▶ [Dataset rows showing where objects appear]
───

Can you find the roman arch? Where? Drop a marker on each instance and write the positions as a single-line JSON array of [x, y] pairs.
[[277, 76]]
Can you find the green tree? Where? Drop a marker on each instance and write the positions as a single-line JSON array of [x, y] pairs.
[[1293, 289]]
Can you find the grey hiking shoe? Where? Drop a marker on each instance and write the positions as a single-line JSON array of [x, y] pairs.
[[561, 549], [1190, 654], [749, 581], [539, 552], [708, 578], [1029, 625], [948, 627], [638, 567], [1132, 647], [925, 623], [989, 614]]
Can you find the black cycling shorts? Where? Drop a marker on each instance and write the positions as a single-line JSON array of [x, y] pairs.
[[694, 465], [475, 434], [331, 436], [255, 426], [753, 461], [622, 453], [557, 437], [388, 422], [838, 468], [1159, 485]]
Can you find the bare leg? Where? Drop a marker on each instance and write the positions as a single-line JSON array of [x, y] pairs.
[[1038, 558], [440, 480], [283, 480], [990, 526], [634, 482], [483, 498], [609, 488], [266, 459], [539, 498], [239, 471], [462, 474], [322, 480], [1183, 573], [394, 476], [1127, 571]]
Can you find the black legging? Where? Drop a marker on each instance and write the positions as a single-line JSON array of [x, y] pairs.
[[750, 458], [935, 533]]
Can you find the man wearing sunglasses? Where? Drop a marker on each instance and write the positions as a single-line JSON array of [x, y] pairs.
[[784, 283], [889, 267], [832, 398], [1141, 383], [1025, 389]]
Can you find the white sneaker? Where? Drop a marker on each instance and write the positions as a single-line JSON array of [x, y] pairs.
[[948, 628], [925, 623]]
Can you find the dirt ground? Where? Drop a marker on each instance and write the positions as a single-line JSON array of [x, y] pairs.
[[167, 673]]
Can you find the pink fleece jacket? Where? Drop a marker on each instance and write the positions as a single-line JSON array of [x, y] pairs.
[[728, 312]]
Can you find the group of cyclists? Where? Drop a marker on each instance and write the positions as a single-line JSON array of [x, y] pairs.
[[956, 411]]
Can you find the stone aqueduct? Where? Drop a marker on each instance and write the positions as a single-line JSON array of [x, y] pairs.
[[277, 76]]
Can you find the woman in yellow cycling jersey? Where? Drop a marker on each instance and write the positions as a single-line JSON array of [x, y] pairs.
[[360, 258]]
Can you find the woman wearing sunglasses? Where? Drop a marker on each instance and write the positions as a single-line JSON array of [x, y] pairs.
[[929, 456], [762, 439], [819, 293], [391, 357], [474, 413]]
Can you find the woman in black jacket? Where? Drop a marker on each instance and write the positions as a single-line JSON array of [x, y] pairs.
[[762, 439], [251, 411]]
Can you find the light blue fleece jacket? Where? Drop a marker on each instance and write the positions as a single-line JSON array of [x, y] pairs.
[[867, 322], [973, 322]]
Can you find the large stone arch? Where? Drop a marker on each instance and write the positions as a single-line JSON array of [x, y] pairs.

───

▶ [GIVEN INSTRUCTION]
Retype all of the rows above without changing anything.

▶ [TASK OUTPUT]
Can you find the roman arch? Where? Drop a marker on each instance and write the positions as a single-line JSON array of [x, y] pairs.
[[277, 76]]
Can you find the green tree? Where? Drop a marker on each instance and write the positions as a single-line JSON array of [x, y] pairs.
[[1293, 289]]
Can you find the grey hiking shoe? Where? Drop a marker on each instance and write the positions as a single-line JSON array of [x, y] pairs.
[[561, 549], [1190, 654], [749, 581], [539, 552], [708, 578], [1029, 625], [948, 627], [638, 567], [1132, 647], [925, 623], [989, 614]]
Can you find the black cycling shorts? Where? Drop a marker on each instance and write the positions as a single-line JSON array of [x, y] pairs.
[[694, 465], [475, 434], [331, 436], [255, 426], [753, 461], [622, 453], [557, 437], [388, 422], [838, 468], [1159, 485]]
Can you find the bare leg? Where? Drop a marker on each instance and write the positions as a single-line JSON array of [x, y] pairs.
[[1038, 558], [440, 480], [283, 480], [990, 526], [634, 482], [483, 498], [609, 488], [266, 459], [539, 498], [239, 471], [462, 474], [322, 480], [1183, 573], [394, 476], [1127, 571]]
Can you find the black legging? Where? Drop a marker on each instance and write the positions as a single-line JSON array of [x, y] pairs.
[[750, 458], [935, 533]]
Can you find the man wearing sunglasses? Where? Drop a marker on each instance and write the positions as a single-line JSON array of [x, y] pairs.
[[784, 283], [889, 267], [832, 398], [1141, 383], [1025, 389]]
Can you find the white sneaker? Where? Drop a marker on each instance and write the positions as a single-line JSON array of [x, y] pairs.
[[948, 628], [925, 623]]
Can you find the dirt ground? Where? Drop a marker on each instance and write the positions as a single-line JSON array of [x, y] pairs.
[[167, 673]]
Can you find the pink fleece jacket? Where? Drop a marker on each instance and write the positions as a single-line JSON array of [x, y] pairs.
[[728, 312]]
Can you find the group of cyclists? Where? Drop a marker on each instance and write the positions as a single-line JSON array of [x, y] pairs.
[[956, 411]]
Can you find the stone aqueduct? Where? Drop a marker on each instance and write the positions as a single-line JSON array of [x, y] pairs.
[[277, 76]]
Can you find the woman in yellow cycling jersey? Where? Drop a marker on each instance and write the positions as a single-line JSON array of [x, y] pairs.
[[360, 258]]
Can you find the woman wearing sunglasses? Where? Drop a marker on each instance and write the positions as a single-line JSON array of [x, y] pairs.
[[929, 456], [762, 439], [819, 293], [391, 357], [474, 413]]
Can you find the woman in black jacket? Where? Drop a marker on each instance and write the positions as a single-line JSON array of [x, y] pairs.
[[762, 439], [251, 411]]
Can you find the light blue fleece jacket? Where? Drop a marker on each instance and write the positions as a single-line JSON array of [x, y] pairs.
[[867, 322], [973, 322]]
Can you find the large stone arch? Where? Drop a marker on each instance and write the positions as a single-line JSON array of [x, y] pairs.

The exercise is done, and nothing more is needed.